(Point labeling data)
= = =

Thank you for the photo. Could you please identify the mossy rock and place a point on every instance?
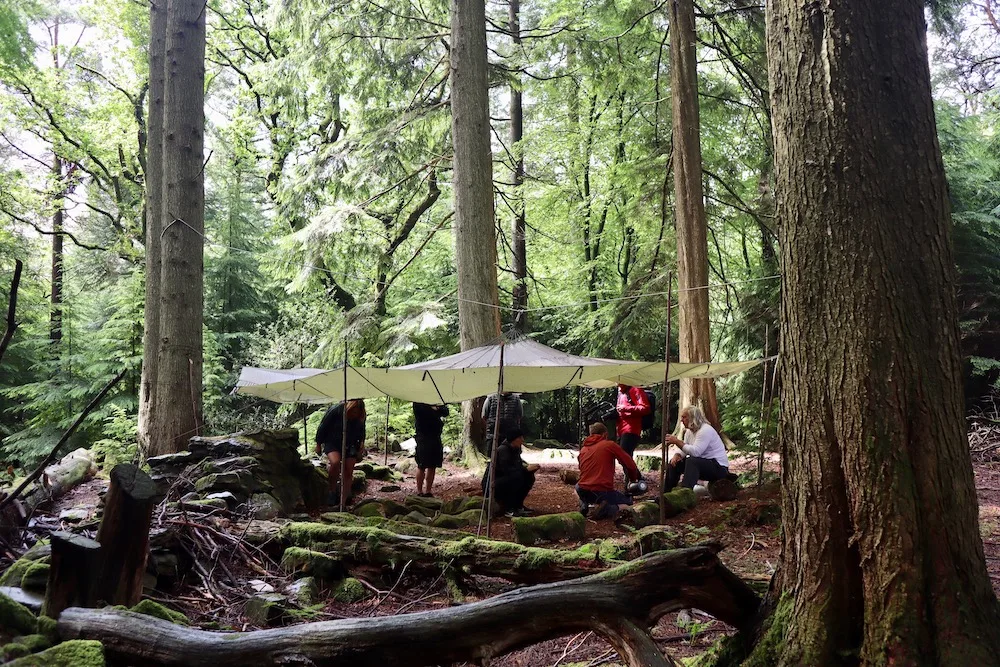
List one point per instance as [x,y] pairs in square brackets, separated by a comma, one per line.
[466,518]
[157,610]
[648,463]
[418,518]
[679,500]
[350,590]
[16,617]
[74,653]
[14,650]
[423,505]
[371,507]
[297,560]
[461,504]
[36,577]
[47,627]
[359,483]
[549,528]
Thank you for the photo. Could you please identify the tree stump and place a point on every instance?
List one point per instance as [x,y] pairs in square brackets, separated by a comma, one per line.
[74,571]
[124,534]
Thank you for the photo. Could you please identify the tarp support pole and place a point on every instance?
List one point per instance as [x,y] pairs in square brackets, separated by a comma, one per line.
[343,441]
[493,452]
[385,461]
[665,399]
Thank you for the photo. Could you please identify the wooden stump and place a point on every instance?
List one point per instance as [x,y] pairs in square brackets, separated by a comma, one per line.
[74,572]
[124,534]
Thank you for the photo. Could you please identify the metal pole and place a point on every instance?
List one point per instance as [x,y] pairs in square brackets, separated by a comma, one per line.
[386,459]
[493,453]
[665,398]
[763,400]
[343,442]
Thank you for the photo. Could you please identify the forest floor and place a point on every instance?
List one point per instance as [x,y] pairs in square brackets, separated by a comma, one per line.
[747,528]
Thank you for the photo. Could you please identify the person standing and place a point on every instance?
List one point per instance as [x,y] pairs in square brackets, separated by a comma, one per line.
[704,452]
[428,423]
[330,441]
[505,408]
[597,474]
[632,405]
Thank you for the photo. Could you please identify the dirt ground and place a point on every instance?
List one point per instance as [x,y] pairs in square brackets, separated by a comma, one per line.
[746,528]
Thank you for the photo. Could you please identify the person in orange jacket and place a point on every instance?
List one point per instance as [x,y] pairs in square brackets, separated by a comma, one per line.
[632,405]
[597,474]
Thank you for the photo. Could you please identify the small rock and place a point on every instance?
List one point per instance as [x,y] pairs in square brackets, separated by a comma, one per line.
[75,514]
[265,608]
[303,592]
[260,586]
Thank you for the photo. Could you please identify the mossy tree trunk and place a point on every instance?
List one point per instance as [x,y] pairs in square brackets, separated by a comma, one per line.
[882,558]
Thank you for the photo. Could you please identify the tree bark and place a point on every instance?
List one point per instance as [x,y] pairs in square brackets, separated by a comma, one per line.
[153,218]
[177,411]
[619,604]
[124,534]
[518,226]
[74,571]
[881,549]
[475,230]
[692,229]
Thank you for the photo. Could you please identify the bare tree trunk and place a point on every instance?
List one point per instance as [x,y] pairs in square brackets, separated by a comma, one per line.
[882,558]
[520,258]
[177,411]
[153,217]
[475,229]
[692,235]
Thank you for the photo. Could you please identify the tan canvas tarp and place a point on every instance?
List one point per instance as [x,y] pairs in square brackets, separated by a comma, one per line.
[528,367]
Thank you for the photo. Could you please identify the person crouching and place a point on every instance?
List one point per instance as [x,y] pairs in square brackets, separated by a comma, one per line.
[597,474]
[514,477]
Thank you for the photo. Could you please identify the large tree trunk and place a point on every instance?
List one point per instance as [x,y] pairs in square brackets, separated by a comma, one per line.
[153,217]
[882,555]
[177,412]
[620,605]
[692,228]
[475,231]
[519,265]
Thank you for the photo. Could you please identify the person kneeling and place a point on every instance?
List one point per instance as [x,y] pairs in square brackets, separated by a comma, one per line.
[704,453]
[597,474]
[514,477]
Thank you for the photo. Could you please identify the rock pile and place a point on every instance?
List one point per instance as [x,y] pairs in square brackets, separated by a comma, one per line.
[262,468]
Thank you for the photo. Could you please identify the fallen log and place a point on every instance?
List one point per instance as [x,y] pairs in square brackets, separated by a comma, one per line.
[620,605]
[124,534]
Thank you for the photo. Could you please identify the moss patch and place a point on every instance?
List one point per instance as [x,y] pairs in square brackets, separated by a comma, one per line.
[298,560]
[549,527]
[74,653]
[157,610]
[16,617]
[350,590]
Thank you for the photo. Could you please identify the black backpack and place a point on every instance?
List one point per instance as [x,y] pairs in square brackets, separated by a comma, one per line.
[649,418]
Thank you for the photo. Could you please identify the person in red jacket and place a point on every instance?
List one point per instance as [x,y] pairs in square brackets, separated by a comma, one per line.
[597,474]
[632,405]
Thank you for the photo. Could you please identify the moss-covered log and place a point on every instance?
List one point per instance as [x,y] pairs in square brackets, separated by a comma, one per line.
[620,605]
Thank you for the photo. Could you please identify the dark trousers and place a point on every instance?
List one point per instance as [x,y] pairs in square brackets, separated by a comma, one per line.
[511,491]
[695,468]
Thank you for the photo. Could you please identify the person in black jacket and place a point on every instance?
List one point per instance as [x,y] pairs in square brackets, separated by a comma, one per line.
[514,477]
[330,441]
[428,422]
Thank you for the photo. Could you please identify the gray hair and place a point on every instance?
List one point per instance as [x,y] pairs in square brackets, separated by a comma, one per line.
[696,418]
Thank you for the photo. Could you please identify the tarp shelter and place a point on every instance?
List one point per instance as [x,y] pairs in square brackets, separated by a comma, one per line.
[528,367]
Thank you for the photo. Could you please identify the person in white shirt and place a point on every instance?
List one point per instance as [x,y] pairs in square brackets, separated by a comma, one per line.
[704,454]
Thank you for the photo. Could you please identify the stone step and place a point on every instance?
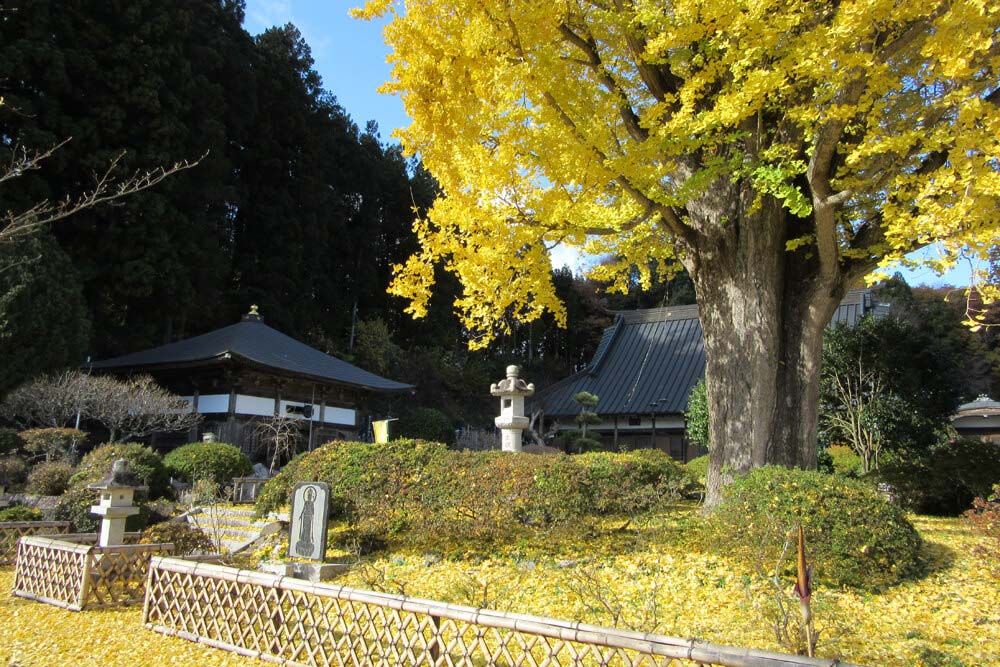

= = =

### [EXERCISE INSTRUCTIONS]
Copy verbatim the stretch of the data from the line containing "Thank you for the photo. Could you please identify the dark" through the end of the data, leaving out the pictures.

### [FINISHED EXERCISE]
Thank you for the photo. Could you please identify the dark trousers and place a point on every instance?
List one point per instance as [x,y] pairs in square brackets, separated by a comma, one per line.
[511,491]
[695,468]
Thank you for the photo. Could you please identify the person in black jacket and place a point on every instance?
List one point per instance as [x,y] pairs in square brackets, separated by a comma, one per line.
[514,477]
[330,441]
[428,422]
Thank you for the photo. Could you please identify the gray hair and place a point on every instance?
List one point per instance as [x,y] pairs in square brackets, separated by a comma, one per line.
[696,418]
Thank you for the photo. Could you please identify the tarp shelter and place a point on every instance?
List one point per instance as [x,y] pairs in square brackets, separated by a comma, one per line.
[528,367]
Thank you for the photo. Could you please identify the person in white shirt and place a point on every instance?
List one point per instance as [x,y] pairs in square brackets, separated by a comma, one per line.
[704,454]
Thank you for the photo. Could you please identify the stone step and place a point on every instance?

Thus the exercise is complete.